Given passage>
Skip to main content

Image Classification → Steps


Assembling the Training Data

Training data (also called training samples or signature sets) are the foundation of supervised image classification in remote sensing.
This is where the analyst selects representative examples of each land-cover class—such as water, vegetation, urban, soil, etc.—from the satellite image.

To prepare training data properly, several analytical and interactive steps are used. These help ensure that the classes are well separated and that the classifier receives the correct spectral information.

1. Graphical Representation of Spectral Response Patterns

✔ What it means

For each class (e.g., water, forest, built-up), the training pixels have a spectral signature—a pattern of reflectance values across the image's spectral bands.

This pattern is visualized using:

  • Spectral reflectance curves

  • Band-by-band scatter plots

  • Histograms for each band

✔ Purpose

  • To understand how different classes behave in different bands

  • To check if the selected training pixels are spectrally consistent

  • To identify overlaps between classes (e.g., dark soil and turbid water)

✔ Key terminology

  • Spectral profile / spectral signature

  • Spectral separability

  • Spectral scatterplot

  • Feature space

2. Quantitative Expressions of Category Separation

This step uses mathematical measures to check if classes are well-separated in spectral space.

✔ Why it matters

Classification accuracy depends on how distinct one class is from another.
If training classes overlap too much, classification errors will occur.

✔ Common quantitative measures

  • Transformed Divergence (TD)

  • Jeffries–Matusita Distance (JM)

  • Bhattacharyya Distance (BD)

✔ What these values indicate

  • Values close to 2.0 (JM scale) → excellent class separability

  • Values close to 0.0 → poor separability; classes overlap

  • Helps decide whether to:

    • combine classes

    • redefine training samples

    • collect more samples

    • split a mixed class

✔ Key terminology

  • Separability index

  • Statistical distance

  • Cluster separation

  • Spectral overlap

3. Self-Classification of the Training Data Set

✔ Concept

Before performing classification on the full image, the classifier is run only on the training pixels themselves.

✔ Purpose

  • To check if the algorithm correctly "recognizes" the classes it was trained on.

  • If the classifier mislabels the training samples, the training data need to be corrected.

✔ What it reveals

  • Misclassified pixels → inaccurate training sets

  • Mixed or overlapping classes

  • Inconsistencies in attribute statistics (means, variances)

  • Too much variability within a class

✔ Key terminology

  • Internal accuracy check

  • Confusion among training classes

  • Spectral homogeneity

4. Interactive Preliminary Classification

✔ What it is

A rough or temporary classification is generated on the image using preliminary training samples.

✔ Purpose

  • To visually inspect how the training data behave when applied to the entire image

  • To refine training sites

  • To identify new sub-classes or remove misidentified ones

✔ What the analyst checks

  • Are water bodies correctly classified?

  • Are vegetation areas split properly (forest vs cropland)?

  • Are built-up areas being confused with dry soil?

✔ Why "interactive"?

Set problem A> Retype the training-data page starting at "Before performing classification" and ending at "was trained on.".
Set problem B> Condense the paragraph of the training-data page that begins "Training data (also called" into one shorter sentence.
The records have no connection to the training-data page.

Provided material>
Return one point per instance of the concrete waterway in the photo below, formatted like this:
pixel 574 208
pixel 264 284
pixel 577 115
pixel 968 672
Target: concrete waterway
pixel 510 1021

Written response A>
Before performing classification on the full image, the classifier is run only on the training pixels themselves.

✔ Purpose

  • To check if the algorithm correctly "recognizes" the classes it was trained on.

Written response B> Training data (training samples or signature sets) underpin supervised remote-sensing image classification: the analyst picks representative examples of each land-cover class, such as water, vegetation, urban, and soil, from the satellite image.